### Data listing
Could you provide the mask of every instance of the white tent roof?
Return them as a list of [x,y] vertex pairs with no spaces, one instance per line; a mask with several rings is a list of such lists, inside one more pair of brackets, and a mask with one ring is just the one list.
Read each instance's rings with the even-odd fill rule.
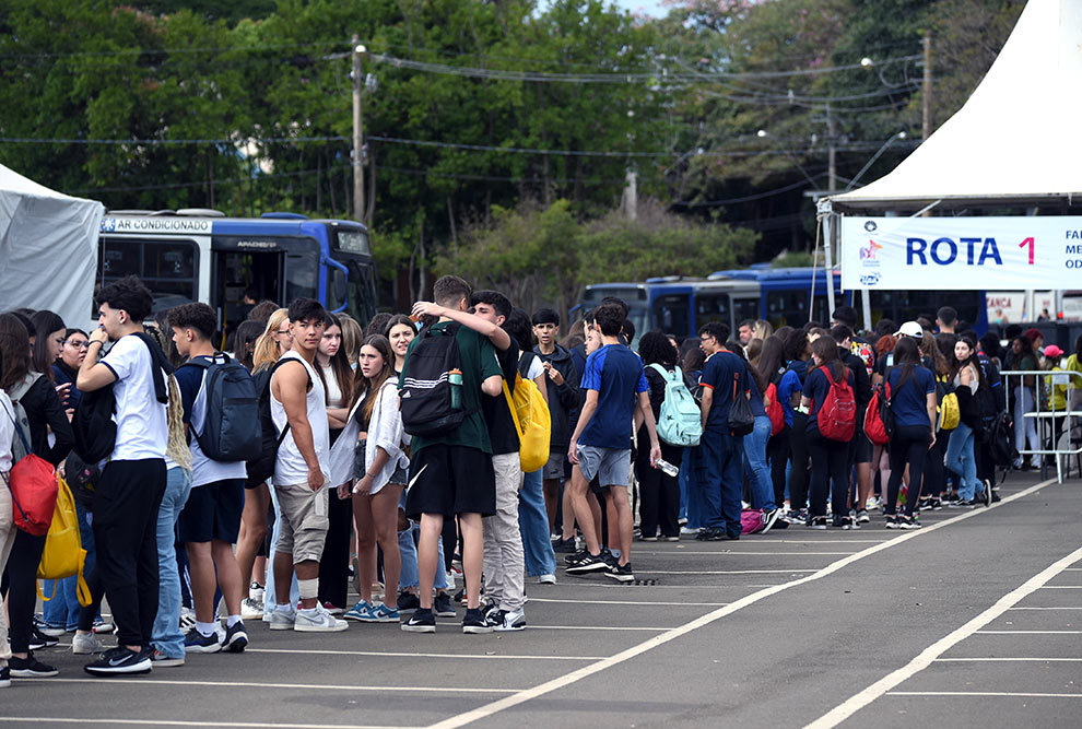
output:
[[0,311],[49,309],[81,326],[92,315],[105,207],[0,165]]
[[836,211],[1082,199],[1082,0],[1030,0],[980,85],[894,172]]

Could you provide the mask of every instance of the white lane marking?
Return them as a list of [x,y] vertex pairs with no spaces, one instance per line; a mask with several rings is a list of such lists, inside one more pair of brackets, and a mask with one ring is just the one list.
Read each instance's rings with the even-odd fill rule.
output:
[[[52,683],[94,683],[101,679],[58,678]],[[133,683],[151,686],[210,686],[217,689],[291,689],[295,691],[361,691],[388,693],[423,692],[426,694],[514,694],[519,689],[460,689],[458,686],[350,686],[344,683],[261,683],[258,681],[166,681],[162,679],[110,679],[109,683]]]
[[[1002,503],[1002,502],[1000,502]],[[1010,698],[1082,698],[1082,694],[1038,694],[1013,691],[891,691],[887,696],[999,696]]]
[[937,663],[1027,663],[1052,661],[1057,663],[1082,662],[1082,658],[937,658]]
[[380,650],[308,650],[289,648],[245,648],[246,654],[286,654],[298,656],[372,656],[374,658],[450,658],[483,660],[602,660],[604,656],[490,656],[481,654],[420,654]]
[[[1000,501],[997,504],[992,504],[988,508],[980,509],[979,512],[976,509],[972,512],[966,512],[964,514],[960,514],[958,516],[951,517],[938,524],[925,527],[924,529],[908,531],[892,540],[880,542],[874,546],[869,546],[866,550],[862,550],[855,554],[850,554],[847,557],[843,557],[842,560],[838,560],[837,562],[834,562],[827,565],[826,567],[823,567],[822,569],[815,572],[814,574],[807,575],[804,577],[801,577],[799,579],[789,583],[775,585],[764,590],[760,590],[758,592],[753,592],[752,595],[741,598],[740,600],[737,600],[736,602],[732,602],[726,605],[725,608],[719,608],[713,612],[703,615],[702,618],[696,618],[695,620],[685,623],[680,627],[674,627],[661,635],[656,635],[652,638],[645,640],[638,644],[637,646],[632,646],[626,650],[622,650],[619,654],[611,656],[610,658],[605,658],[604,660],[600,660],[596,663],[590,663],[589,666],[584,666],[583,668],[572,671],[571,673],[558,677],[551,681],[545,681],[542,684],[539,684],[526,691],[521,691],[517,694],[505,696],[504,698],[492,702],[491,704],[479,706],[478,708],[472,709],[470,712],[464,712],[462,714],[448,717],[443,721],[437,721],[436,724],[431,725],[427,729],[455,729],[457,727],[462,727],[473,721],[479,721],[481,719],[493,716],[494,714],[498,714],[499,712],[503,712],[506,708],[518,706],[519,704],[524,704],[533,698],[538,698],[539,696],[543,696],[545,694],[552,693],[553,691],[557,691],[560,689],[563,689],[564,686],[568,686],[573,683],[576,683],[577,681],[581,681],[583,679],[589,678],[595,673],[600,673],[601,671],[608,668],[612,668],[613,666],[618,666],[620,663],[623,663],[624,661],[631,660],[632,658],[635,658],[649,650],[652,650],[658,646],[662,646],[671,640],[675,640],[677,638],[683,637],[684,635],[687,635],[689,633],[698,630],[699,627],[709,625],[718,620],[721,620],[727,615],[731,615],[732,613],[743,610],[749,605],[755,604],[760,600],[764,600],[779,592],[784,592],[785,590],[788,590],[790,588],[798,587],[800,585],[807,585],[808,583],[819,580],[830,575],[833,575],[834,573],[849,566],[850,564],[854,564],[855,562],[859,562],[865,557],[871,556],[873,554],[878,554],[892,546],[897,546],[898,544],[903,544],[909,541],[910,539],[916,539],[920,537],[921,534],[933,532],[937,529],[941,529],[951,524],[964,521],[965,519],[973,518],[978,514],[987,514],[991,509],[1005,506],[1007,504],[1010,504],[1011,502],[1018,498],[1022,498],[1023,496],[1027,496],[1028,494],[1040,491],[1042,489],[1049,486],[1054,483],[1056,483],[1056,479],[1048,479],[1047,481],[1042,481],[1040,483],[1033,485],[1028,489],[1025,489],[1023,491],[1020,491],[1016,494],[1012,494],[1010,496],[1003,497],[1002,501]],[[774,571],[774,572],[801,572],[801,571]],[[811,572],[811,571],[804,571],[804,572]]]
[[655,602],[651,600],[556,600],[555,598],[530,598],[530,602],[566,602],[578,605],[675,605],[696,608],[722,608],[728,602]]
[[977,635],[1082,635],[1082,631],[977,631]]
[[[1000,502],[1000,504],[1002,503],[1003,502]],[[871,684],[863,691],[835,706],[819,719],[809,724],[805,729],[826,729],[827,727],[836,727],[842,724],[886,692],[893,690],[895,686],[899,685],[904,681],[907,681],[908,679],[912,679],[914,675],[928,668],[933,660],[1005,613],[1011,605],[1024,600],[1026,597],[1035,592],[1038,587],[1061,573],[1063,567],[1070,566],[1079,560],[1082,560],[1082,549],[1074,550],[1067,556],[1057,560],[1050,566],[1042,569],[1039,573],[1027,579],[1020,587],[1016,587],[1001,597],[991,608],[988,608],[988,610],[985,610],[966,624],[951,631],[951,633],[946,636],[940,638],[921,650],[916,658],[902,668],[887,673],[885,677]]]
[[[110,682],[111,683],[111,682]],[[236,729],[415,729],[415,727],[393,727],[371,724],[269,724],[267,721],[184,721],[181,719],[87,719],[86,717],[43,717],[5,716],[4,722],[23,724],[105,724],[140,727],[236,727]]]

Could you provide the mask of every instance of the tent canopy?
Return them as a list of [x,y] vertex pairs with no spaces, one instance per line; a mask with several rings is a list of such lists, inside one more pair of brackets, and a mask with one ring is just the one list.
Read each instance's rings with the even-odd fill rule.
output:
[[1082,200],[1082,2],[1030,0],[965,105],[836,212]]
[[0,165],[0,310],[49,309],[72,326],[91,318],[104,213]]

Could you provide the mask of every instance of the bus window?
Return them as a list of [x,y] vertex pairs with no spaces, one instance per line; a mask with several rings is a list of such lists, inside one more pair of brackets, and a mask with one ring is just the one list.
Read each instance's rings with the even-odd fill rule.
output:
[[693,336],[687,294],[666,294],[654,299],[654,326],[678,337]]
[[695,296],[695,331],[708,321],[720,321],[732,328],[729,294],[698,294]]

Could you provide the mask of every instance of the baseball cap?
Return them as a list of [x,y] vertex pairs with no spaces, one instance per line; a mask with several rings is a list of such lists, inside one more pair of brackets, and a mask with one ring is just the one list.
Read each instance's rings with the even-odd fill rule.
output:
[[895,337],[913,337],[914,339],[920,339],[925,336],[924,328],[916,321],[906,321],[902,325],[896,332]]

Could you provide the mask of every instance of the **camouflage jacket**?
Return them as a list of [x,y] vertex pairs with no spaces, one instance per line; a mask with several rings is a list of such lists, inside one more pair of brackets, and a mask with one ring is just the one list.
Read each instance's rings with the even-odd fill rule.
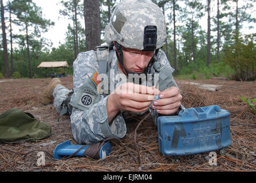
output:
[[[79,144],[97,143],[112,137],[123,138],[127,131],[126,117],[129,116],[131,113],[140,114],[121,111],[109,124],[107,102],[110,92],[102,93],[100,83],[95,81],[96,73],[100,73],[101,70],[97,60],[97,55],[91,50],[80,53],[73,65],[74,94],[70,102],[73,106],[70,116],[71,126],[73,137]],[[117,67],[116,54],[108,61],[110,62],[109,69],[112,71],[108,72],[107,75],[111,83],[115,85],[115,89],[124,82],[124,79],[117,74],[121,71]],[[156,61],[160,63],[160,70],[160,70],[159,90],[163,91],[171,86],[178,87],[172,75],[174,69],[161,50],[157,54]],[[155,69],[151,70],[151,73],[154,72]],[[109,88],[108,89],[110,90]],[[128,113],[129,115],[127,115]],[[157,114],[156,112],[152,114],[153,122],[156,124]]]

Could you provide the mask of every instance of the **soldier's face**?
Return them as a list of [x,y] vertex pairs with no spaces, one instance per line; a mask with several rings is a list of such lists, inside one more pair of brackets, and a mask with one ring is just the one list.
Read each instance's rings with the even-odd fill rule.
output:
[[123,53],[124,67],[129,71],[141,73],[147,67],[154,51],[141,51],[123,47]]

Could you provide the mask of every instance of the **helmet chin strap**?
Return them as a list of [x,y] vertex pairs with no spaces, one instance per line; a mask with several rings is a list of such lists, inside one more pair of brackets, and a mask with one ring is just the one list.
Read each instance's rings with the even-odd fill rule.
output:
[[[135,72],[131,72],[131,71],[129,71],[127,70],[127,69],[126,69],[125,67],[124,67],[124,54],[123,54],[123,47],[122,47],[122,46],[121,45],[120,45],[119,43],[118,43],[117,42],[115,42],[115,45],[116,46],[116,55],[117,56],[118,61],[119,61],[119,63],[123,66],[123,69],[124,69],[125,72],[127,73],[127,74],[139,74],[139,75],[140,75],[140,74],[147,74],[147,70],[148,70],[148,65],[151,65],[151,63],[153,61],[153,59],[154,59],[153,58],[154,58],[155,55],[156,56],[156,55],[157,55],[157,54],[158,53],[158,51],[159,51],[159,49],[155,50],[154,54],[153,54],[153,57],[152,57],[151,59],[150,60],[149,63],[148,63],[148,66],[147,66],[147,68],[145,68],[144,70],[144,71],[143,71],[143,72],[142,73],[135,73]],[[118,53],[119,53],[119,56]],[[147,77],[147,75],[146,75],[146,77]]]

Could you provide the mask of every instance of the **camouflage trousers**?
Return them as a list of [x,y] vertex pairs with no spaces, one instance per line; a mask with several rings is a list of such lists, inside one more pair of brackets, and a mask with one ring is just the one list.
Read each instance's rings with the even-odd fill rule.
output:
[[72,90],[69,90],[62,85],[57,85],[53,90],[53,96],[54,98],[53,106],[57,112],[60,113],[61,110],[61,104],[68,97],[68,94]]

==

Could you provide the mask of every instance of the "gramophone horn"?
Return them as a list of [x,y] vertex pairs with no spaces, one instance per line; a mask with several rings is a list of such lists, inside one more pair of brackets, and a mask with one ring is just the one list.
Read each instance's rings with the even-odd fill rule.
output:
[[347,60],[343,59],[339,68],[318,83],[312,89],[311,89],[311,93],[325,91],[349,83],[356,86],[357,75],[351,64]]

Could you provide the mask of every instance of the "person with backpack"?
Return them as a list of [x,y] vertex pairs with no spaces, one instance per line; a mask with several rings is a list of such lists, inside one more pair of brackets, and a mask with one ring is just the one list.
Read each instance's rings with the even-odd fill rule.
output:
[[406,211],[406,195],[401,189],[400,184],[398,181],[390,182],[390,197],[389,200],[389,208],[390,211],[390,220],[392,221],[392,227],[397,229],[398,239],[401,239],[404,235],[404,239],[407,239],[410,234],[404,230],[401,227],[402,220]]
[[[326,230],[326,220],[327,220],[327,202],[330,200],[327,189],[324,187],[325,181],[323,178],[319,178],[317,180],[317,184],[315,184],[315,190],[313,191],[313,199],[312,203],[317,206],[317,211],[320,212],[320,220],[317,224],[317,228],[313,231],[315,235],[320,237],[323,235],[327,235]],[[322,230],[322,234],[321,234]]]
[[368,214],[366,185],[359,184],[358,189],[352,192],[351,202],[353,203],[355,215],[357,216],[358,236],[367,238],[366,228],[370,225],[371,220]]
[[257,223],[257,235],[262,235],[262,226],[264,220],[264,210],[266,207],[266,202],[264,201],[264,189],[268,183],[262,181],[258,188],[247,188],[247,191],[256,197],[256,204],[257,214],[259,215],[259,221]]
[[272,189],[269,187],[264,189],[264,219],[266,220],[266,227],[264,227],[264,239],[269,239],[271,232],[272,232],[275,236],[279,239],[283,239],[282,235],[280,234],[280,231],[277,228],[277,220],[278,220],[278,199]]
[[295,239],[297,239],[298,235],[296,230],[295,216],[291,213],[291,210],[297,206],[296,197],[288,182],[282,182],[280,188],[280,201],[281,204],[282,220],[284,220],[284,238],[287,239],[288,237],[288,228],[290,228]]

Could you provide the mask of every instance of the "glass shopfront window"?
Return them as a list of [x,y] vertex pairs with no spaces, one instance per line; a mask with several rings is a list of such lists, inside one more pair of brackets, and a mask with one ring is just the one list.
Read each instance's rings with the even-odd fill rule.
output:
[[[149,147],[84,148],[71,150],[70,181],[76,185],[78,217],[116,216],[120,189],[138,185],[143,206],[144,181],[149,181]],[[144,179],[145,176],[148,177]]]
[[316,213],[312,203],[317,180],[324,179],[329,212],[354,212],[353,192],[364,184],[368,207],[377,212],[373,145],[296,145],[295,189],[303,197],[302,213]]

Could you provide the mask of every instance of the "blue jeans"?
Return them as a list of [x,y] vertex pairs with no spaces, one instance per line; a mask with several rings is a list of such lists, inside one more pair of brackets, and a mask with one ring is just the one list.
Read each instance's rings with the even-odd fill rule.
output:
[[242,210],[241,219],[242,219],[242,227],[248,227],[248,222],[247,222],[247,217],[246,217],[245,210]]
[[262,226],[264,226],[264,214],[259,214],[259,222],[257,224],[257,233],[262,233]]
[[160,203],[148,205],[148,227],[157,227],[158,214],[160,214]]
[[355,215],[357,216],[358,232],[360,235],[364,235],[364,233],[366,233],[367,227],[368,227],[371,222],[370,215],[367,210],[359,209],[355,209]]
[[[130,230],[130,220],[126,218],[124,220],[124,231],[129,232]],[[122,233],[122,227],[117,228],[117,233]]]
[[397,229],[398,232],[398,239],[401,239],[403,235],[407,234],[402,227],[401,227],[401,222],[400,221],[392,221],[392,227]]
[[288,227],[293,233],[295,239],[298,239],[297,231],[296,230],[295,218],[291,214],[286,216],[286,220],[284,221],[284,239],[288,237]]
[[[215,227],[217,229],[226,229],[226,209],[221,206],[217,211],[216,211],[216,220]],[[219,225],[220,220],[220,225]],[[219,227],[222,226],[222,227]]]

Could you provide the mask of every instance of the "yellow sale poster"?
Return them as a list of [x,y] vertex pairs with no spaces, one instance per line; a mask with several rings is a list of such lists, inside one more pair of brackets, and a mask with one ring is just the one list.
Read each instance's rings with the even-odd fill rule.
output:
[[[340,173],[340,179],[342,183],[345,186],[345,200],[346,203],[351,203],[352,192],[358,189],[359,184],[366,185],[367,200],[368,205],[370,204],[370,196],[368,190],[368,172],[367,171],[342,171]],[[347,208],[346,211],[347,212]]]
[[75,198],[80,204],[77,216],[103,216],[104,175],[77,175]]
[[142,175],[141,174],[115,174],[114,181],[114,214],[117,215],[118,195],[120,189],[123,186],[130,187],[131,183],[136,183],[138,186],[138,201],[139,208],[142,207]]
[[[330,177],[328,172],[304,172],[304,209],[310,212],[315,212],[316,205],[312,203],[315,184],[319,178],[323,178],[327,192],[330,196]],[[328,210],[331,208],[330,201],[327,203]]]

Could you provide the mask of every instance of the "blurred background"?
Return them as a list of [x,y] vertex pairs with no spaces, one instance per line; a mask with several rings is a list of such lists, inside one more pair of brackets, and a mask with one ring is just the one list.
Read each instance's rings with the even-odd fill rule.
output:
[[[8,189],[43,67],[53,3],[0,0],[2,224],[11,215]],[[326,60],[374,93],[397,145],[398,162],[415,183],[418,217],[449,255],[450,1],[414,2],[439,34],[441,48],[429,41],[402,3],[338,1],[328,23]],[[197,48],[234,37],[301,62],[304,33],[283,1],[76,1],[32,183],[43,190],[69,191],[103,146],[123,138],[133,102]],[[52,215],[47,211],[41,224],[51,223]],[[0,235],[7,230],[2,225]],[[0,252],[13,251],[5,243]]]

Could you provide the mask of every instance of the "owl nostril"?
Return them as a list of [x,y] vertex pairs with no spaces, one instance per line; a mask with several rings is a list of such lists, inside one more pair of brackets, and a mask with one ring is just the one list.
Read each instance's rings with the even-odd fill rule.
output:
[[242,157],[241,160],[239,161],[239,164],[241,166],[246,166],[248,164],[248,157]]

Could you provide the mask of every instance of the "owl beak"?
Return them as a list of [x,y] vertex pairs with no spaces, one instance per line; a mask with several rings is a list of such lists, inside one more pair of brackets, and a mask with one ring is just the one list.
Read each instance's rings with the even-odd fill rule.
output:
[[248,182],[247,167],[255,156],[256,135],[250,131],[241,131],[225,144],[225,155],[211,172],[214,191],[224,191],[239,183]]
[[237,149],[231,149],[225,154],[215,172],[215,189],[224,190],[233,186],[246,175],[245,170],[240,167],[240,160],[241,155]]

### Task instructions
Put the lines of the material starting at the one containing "white tent roof?" and ending at the one containing "[[836,211],[1082,199],[1082,0],[1030,0],[980,85],[894,172]]" into a numbered list. Skip blank lines and leave out the pictures.

### Written solution
1. Could you provide the mask of every instance of the white tent roof?
2. Return them as a list of [x,y] vertex pairs with no spaces, one instance per line; a mask with several rings is a list of such lists, inside one more pair of brackets, and a mask with one ring is just the one list.
3. Read each instance's rings with the even-odd fill rule.
4. output:
5. [[0,311],[49,309],[81,326],[92,315],[105,207],[0,165]]
6. [[836,211],[1082,199],[1082,0],[1030,0],[980,85],[894,172]]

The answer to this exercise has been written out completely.